Севастопольская зима переменчива.
Два дня назад небо закрывали низкие облака, падал снег, трещал мороз, было минус пятнадцать градусов. Сегодня все по-другому: снег растаял, на небе сияет солнце, температура воздуха плюсовая. На пологих склонах крымских возвышенностей вновь видна трава, буро-желтая и пожухлая, яркой зеленью на ее фоне горят кусты можжевельника, устремленные вверх кипарисы, невысокие деревца туи.
Я рассматривала в бинокль панораму Балаклавской долины, устроившись у амбразуры пулеметного ДЗОТа недалеко от деревни Верхний Чоргунь. Вдали виднелась серая лента шоссе Севастополь – Ялта, ближе ко мне – неширокая речка Черная, вьющаяся среди холмов, поля с ровными шпалерами виноградников, скаты красивой горы Гасфорта, покрытые кое-где дубовыми рощами, а также – разломанная снарядами белая стена вокруг Итальянского кладбища и крыша его часовни, напоминающая детский игрушечный кубик своими прямыми и короткими стенами.
Во время второго штурма здесь пролегала передовая линия второго сектора обороны с окопами, дерево-земляными огневыми сооружениями, минометными площадками и глубокими траншеями. От атак противника ее героически защищали бойцы и командиры 7-й бригады морской пехоты, 31-го и 514-го стрелковых полков. Гора и возвышенности рядом с ней несколько раз переходили из рук в руки. В конце концов, потеснив наших, там закрепились немцы.
Группа фашистских снайперов заняла высоту, на карте именуемую Безымянной. С расстояния в 500 метров они начали прицельно обстреливать проселочную дорогу от деревни Камары до деревни Шули, которая проходила по тылам второго сектора обороны и играла важную роль в снабжении наших войск продовольствием, вооружением и боеприпасами.
Их последнее наглое действие: убили и тяжело ранили больше половины личного состава батареи противотанковых пушек калибра 45 мм и запряжек к ним из 24 лошадей, перевозивших эти орудия по дороге. Все попытки подавить врагов артиллерией и минометами ни к чему не приводили. Снайперы меняли позиции на высоте и возобновляли обстрел.
Так что здесь, вдали от родной Чапаевской дивизии, я оказалась неслучайно.
После нескольких наших удачных походов на нейтральную полосу и в тыл врага командование Приморской армии сочло, что в первом батальоне 54-го полка сложилась смелая и хорошо обученная группа сверхметких стрелков и ее можно использовать не только в третьем секторе обороны, но и на других участках севастопольского фронта. Мы стали «гастролировать» по всему переднему краю обороны, выполняя задания особой сложности. На сей раз нам поручили провести операцию на высоте Безымянная в районе горы Гасфорта и Итальянского кладбища.
Сначала в штабе армии произошла моя встреча с комендантом второго сектора полковником Николаем Филипповичем Скутельником, командиром 386-й стрелковой дивизии, в чьей зоне ответственности находился этот участок, и начальником штаба дивизии подполковником Добровым. Затем я поехала в деревню Верхний Чоргунь, чтобы осмотреть местность и применительно к ней разработать план операции снайперской группы по захвату высоты и уничтожения гитлеровцев.

## Задача
Продублируйте из текста об обороне Севастополя фрагмент, начиная со слов «Группа фашистских снайперов» и заканчивая словами «вооружением и боеприпасами.» включительно.

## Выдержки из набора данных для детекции
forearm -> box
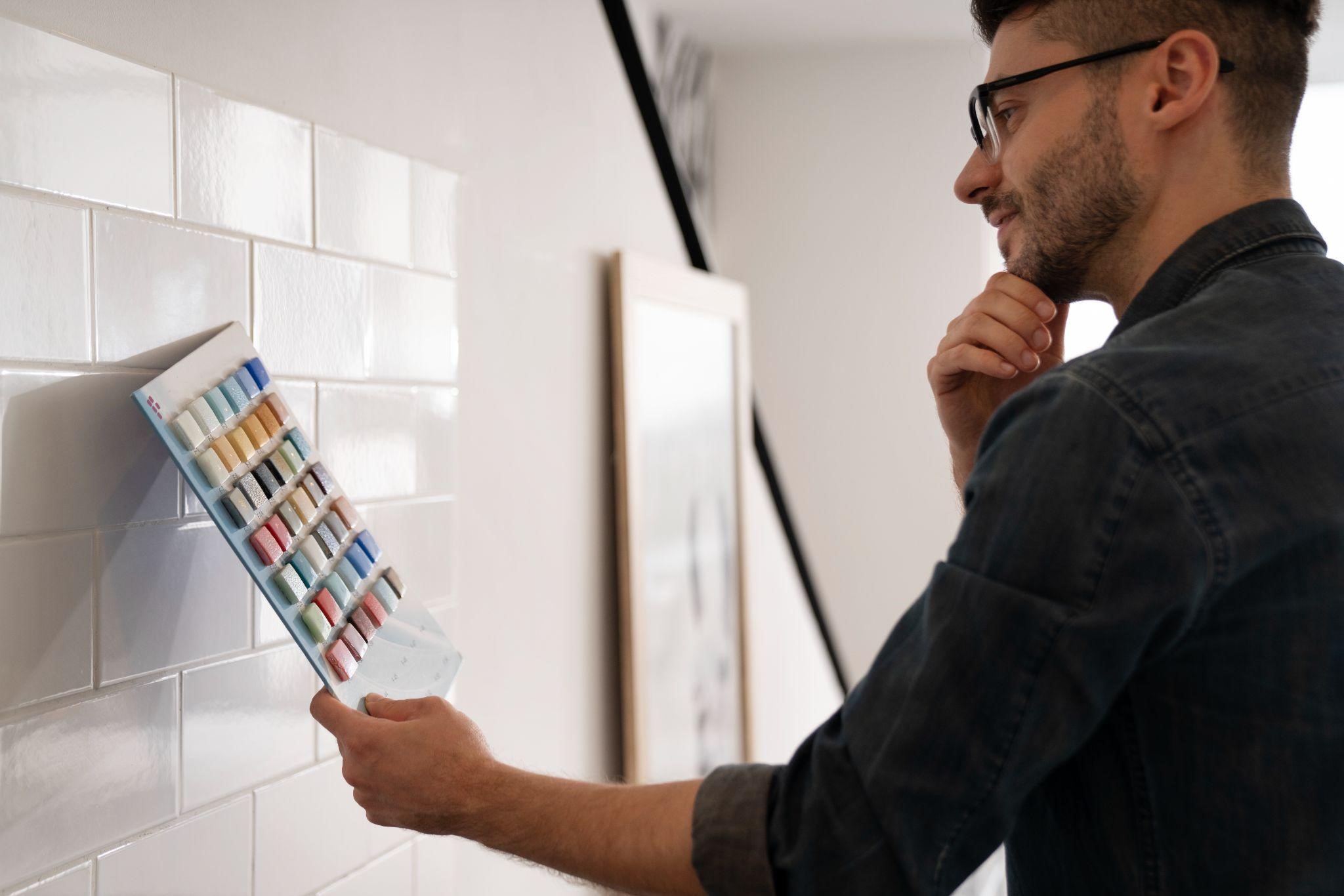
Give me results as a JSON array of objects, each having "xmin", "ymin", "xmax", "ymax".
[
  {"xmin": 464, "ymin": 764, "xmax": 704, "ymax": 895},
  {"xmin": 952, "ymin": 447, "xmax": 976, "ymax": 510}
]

...

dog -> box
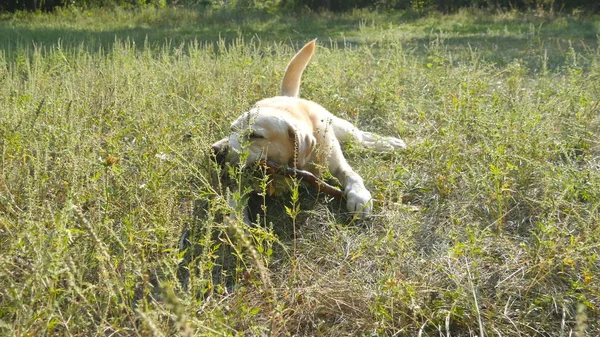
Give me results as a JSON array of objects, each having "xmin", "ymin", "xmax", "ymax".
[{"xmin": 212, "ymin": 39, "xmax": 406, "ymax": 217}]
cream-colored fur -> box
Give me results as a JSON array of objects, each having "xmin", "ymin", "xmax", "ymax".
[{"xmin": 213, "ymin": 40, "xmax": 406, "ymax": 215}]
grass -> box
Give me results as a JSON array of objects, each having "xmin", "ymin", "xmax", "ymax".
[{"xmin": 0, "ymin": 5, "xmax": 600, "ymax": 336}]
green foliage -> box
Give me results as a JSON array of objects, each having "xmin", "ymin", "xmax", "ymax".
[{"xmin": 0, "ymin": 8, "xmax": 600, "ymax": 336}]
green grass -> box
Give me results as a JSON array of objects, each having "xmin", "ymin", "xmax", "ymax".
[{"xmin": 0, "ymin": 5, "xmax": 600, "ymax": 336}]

## Ответ
Группа фашистских снайперов заняла высоту, на карте именуемую Безымянной. С расстояния в 500 метров они начали прицельно обстреливать проселочную дорогу от деревни Камары до деревни Шули, которая проходила по тылам второго сектора обороны и играла важную роль в снабжении наших войск продовольствием, вооружением и боеприпасами.